Le soleil est aveugle
de Curzio Malaparte

critiqué par Pendragon, le 23 septembre 2002
(Liernu - 53 ans)


La note:  étoiles
... et nous fermons les yeux !
« Le soleil est aveugle » est un roman court, un ensemble de notes, de phrases, de pensées et de sensations jetées sur le papier. C'est un cri. Un cri de révolte de la part de Curzio Malaparte qui s’indigne que la guerre de 40-45 puisse mettre face à face ses frères alpins sous le prétexte que les uns sont des alpins français et les autres des alpins italiens.
Il nous raconte la guerre, sa guerre, au travers de quelques jours de la vie d’un capitaine dans la tourmente du froid et de la neige, mais aussi au travers de sa tourmente intérieure qui le pousse vers cet étrange fantassin qui porte une cloche autour du cou en souvenir de ses vaches conduites à l'abattoir…
Nous suivons ainsi ce capitaine aller de place en place, croiser tel ou tel soldat, tel ou tel colonel, sans ordre, sans but, sans raison… et tout est folie dans ce récit. le ton est à la fois jovial dans ce parler chantant qu'est l'argot italien et à la fois sombre, pathétique, triste, horrible, froid et glacial, noir de douleur et d'absurdité.
Et toujours les absurdités de la guerre, sa boucherie et ses bombes qui détruisent les vies, creusant des fosses communes pour les deux camps.
Ce conte cynique était, au départ, destiné à se révolter contre le gouvernement en place, il en ressort une oeuvre témoignage d'une souffrance d’hommes comme l'est « A l'ouest rien de nouveau » de Remarque.

(Extraits des données):
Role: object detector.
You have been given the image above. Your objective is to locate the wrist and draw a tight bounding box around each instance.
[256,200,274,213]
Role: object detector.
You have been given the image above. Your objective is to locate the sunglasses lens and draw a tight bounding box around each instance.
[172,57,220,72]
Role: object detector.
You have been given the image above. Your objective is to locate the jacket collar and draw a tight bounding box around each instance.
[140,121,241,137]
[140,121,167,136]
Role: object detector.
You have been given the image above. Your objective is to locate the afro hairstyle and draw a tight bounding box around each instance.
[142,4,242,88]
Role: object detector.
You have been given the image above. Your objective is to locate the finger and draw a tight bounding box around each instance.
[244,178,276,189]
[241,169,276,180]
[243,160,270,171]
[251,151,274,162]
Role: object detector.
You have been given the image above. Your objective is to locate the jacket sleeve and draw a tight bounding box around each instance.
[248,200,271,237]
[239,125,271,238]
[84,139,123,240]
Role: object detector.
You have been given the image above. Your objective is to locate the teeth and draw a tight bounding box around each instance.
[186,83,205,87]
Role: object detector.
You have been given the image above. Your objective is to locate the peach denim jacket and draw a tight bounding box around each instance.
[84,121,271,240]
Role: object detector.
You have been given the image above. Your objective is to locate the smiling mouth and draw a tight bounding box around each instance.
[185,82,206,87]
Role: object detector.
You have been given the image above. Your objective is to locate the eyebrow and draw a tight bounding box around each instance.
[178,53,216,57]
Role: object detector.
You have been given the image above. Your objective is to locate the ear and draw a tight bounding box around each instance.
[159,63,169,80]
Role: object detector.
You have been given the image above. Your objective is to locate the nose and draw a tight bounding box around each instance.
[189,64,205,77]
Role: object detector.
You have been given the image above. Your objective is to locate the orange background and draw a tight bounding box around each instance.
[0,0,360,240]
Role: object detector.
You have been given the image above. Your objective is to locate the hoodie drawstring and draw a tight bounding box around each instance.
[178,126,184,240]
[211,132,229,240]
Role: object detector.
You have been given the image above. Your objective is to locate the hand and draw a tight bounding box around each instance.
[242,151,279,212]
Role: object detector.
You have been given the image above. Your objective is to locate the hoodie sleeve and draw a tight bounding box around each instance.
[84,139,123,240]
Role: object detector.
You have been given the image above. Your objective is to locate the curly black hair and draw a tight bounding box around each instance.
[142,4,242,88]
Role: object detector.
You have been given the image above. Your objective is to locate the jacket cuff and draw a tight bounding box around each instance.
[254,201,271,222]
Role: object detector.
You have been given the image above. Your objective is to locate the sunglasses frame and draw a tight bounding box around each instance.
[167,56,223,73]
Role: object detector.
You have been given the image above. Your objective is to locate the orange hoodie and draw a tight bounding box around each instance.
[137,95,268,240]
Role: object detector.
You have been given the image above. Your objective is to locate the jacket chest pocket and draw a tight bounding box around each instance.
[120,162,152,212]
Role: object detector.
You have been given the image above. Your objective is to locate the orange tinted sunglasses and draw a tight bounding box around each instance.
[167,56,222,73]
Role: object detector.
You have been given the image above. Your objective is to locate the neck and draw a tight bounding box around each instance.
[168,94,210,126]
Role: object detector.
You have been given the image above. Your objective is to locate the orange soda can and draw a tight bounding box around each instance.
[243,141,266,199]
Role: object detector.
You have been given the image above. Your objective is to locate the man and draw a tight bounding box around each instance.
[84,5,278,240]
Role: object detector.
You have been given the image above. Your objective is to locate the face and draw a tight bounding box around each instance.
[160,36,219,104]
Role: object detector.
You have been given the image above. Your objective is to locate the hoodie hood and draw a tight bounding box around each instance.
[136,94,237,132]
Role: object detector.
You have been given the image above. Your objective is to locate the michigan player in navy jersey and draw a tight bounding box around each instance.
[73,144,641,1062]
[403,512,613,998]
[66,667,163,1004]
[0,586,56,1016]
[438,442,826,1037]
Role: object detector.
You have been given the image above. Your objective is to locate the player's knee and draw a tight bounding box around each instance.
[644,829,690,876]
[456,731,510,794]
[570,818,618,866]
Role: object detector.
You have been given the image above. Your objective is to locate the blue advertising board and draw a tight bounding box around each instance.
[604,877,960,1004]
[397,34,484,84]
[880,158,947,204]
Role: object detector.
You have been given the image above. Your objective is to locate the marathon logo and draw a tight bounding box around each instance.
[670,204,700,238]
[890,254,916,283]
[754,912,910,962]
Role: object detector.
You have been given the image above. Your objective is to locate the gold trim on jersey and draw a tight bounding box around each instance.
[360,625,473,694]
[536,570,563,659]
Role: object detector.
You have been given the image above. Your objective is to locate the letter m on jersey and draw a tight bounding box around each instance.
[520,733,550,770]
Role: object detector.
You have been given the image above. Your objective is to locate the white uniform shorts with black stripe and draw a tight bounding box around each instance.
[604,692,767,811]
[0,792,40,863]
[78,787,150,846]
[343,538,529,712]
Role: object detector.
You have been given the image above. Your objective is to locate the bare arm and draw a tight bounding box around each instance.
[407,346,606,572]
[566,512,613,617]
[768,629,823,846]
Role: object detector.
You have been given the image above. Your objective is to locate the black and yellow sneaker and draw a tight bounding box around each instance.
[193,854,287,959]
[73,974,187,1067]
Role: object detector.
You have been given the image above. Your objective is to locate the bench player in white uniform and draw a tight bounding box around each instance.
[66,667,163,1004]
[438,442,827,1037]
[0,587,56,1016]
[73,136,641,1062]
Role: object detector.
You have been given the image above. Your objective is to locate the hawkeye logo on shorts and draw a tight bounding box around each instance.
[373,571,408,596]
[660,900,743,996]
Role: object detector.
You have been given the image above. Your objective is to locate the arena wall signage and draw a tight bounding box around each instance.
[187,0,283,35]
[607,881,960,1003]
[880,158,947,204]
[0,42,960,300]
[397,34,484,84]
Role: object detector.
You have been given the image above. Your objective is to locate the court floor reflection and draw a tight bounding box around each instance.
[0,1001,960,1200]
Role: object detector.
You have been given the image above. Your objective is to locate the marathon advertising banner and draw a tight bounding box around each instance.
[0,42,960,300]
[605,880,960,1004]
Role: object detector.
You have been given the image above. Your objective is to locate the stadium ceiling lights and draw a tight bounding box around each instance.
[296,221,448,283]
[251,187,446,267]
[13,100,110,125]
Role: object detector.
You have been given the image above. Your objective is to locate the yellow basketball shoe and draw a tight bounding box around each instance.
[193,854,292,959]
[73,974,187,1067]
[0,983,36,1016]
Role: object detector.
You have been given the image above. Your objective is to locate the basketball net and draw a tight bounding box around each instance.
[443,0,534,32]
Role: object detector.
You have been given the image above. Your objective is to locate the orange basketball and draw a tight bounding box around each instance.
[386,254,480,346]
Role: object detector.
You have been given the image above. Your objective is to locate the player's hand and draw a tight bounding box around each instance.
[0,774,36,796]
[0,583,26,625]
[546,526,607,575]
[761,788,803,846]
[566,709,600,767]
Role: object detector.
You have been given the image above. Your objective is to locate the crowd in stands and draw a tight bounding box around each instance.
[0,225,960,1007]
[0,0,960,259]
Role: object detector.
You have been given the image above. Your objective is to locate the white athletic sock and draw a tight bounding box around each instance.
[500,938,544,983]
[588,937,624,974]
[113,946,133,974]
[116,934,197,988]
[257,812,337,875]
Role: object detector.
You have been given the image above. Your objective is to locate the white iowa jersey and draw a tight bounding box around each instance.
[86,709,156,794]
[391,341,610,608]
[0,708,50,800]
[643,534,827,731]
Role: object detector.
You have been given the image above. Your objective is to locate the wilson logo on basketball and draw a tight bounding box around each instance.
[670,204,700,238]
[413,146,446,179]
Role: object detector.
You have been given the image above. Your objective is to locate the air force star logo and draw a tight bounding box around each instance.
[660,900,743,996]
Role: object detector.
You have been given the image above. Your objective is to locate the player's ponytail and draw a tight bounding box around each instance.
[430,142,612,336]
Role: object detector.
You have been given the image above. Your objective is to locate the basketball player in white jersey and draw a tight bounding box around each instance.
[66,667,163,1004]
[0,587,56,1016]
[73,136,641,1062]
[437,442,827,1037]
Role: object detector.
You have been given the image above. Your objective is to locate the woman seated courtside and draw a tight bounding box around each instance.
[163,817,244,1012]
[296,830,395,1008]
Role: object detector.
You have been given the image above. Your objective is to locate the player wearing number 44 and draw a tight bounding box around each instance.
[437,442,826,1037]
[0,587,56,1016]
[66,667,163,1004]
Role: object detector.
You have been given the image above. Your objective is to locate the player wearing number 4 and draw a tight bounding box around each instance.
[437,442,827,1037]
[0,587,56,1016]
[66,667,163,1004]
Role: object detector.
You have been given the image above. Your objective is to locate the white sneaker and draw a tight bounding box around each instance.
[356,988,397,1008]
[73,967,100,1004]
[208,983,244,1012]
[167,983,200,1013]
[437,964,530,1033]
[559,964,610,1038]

(Consigne):
Reproduisez sans rien changer le passage de la critique du roman « Le soleil est aveugle » qui commence à « Il nous raconte » et se termine à « les deux camps. ». Les données ne sont pas utiles ici.

(Réponse proposée):
Il nous raconte la guerre, sa guerre, au travers de quelques jours de la vie d’un capitaine dans la tourmente du froid et de la neige, mais aussi au travers de sa tourmente intérieure qui le pousse vers cet étrange fantassin qui porte une cloche autour du cou en souvenir de ses vaches conduites à l'abattoir…
Nous suivons ainsi ce capitaine aller de place en place, croiser tel ou tel soldat, tel ou tel colonel, sans ordre, sans but, sans raison… et tout est folie dans ce récit. le ton est à la fois jovial dans ce parler chantant qu'est l'argot italien et à la fois sombre, pathétique, triste, horrible, froid et glacial, noir de douleur et d'absurdité.
Et toujours les absurdités de la guerre, sa boucherie et ses bombes qui détruisent les vies, creusant des fosses communes pour les deux camps.